··· ROWS ···

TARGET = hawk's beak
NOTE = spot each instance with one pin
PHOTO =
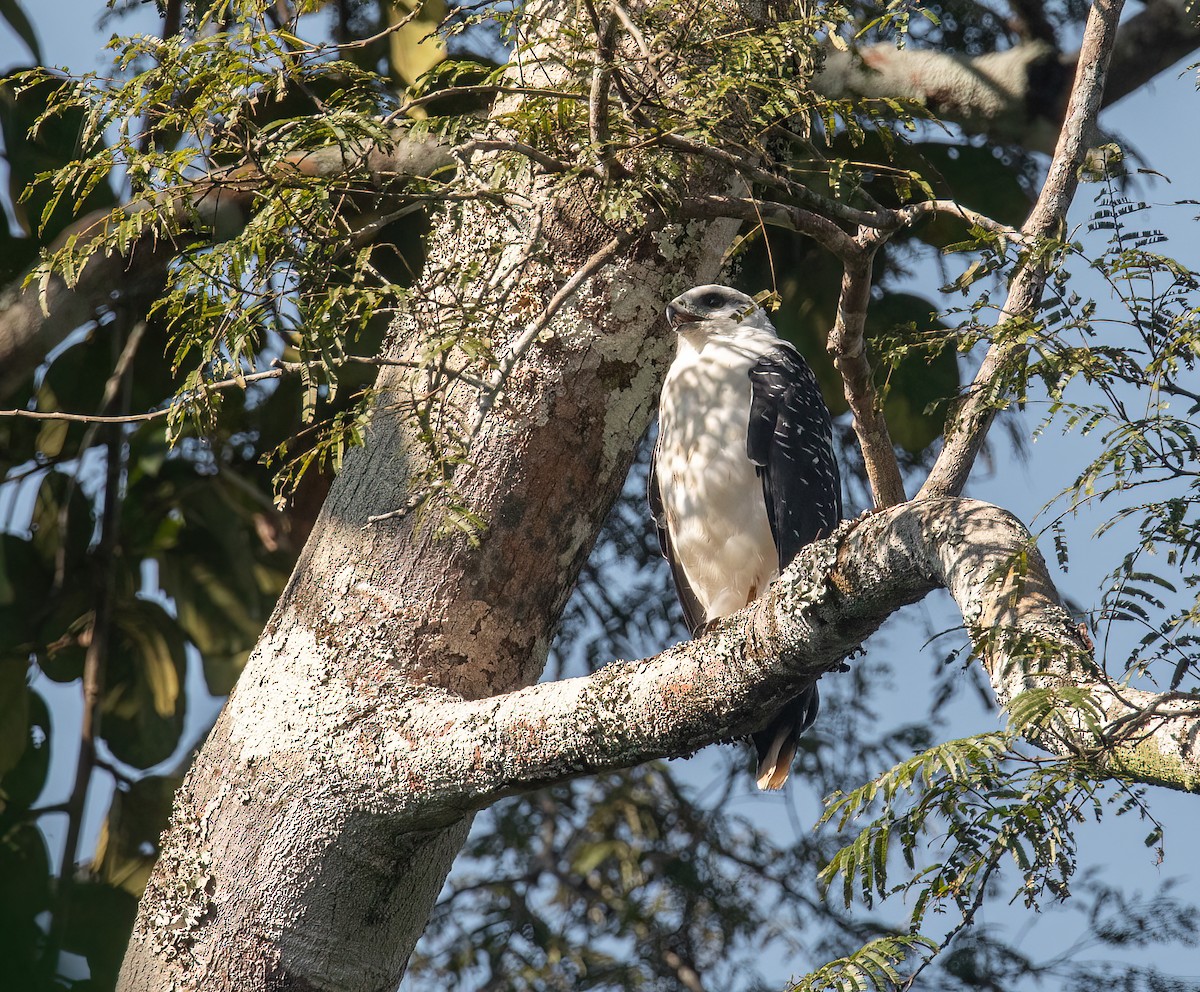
(676, 317)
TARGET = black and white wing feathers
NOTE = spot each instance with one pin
(790, 440)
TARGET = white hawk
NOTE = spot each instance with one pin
(743, 475)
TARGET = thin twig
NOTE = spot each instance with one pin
(525, 342)
(966, 433)
(96, 656)
(847, 347)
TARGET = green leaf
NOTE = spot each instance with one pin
(143, 704)
(15, 696)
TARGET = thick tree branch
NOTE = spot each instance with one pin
(438, 757)
(966, 433)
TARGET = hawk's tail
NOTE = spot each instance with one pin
(777, 744)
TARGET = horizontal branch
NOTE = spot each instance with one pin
(441, 756)
(1017, 96)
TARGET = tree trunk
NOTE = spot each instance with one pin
(282, 869)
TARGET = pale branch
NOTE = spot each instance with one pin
(442, 756)
(912, 212)
(821, 229)
(989, 94)
(847, 347)
(1017, 96)
(744, 166)
(971, 420)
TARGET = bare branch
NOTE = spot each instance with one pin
(966, 433)
(822, 230)
(466, 755)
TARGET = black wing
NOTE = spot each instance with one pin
(693, 612)
(790, 440)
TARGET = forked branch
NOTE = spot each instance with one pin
(966, 432)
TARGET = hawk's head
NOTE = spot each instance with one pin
(718, 308)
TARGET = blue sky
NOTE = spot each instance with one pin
(1158, 125)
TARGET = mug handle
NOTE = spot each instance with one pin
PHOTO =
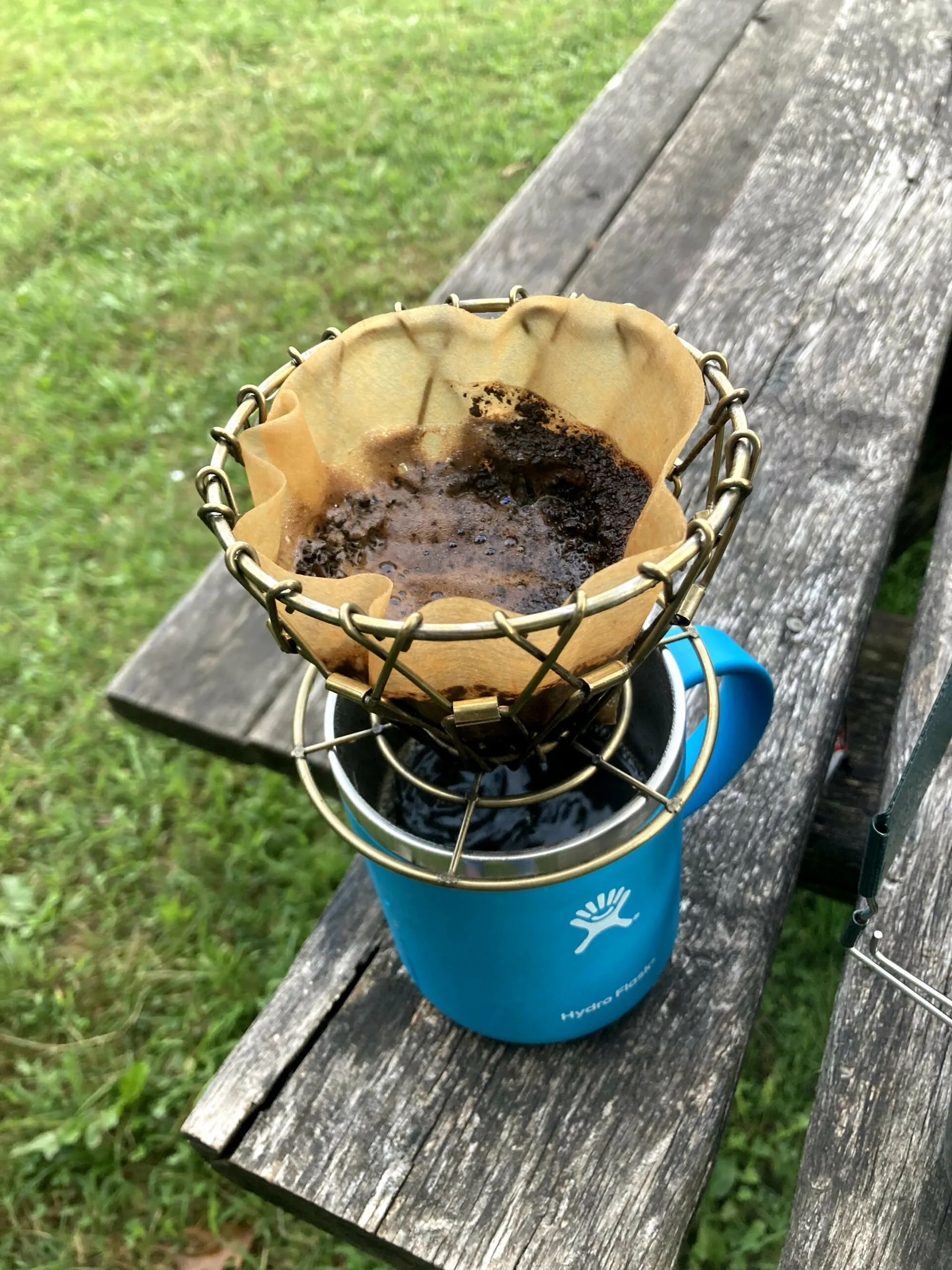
(747, 700)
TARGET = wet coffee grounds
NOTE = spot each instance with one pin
(526, 512)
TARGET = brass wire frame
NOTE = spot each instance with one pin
(685, 575)
(670, 807)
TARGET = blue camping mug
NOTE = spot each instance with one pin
(560, 960)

···

INSTRUCTION —
Repeat the records word for word. Any picture in them should be left out.

OUTPUT —
TARGET = hawk's beak
NOTE = spot each instance with one pin
PHOTO =
(676, 317)
TARGET = black and white wing feathers
NOTE = spot each instance with one pin
(790, 440)
TARGET = white hawk
NOTE = spot each instance with one pin
(743, 475)
TARGET = thin twig
NOTE = spot each instance with one pin
(525, 342)
(966, 433)
(96, 656)
(847, 347)
TARGET = green leaf
NOTE = spot each instance with one pin
(143, 704)
(15, 696)
TARGET = thick tree branch
NOTE = spot each instance with one pin
(438, 757)
(966, 433)
TARGET = hawk's tail
NOTE = spot each instance with one pin
(777, 744)
TARGET = horizontal branch
NOTE = spot each instance with one pin
(441, 756)
(1017, 96)
TARGET = tree trunk
NOTE = spot each instance with one pin
(282, 869)
TARGET = pale branch
NOTE = spot each instance with one pin
(442, 756)
(912, 212)
(821, 229)
(989, 94)
(847, 347)
(1017, 96)
(744, 166)
(971, 420)
TARGET = bare branch
NOTE = spot each instance with one pin
(966, 433)
(822, 230)
(466, 755)
TARGET = black wing
NOTE = spot each instance with one pin
(693, 612)
(790, 440)
TARGET = forked branch
NOTE = spot each instance with one pin
(966, 432)
TARGET = hawk's head
NOTE = spot each instance with one pin
(718, 308)
TARGET = blue sky
NOTE = spot each instance with one pin
(1158, 125)
TARGET = mug handle
NOTE = spot each instance with one pin
PHOTO =
(747, 700)
TARGET = wet coffee grounds
NOTE = spot each instance with one pin
(526, 512)
TARGET = brass wire frame
NOTE = spot each instance with one pin
(685, 575)
(670, 807)
TARGET = blue camping mug
NOTE = spot each instance with one pin
(560, 960)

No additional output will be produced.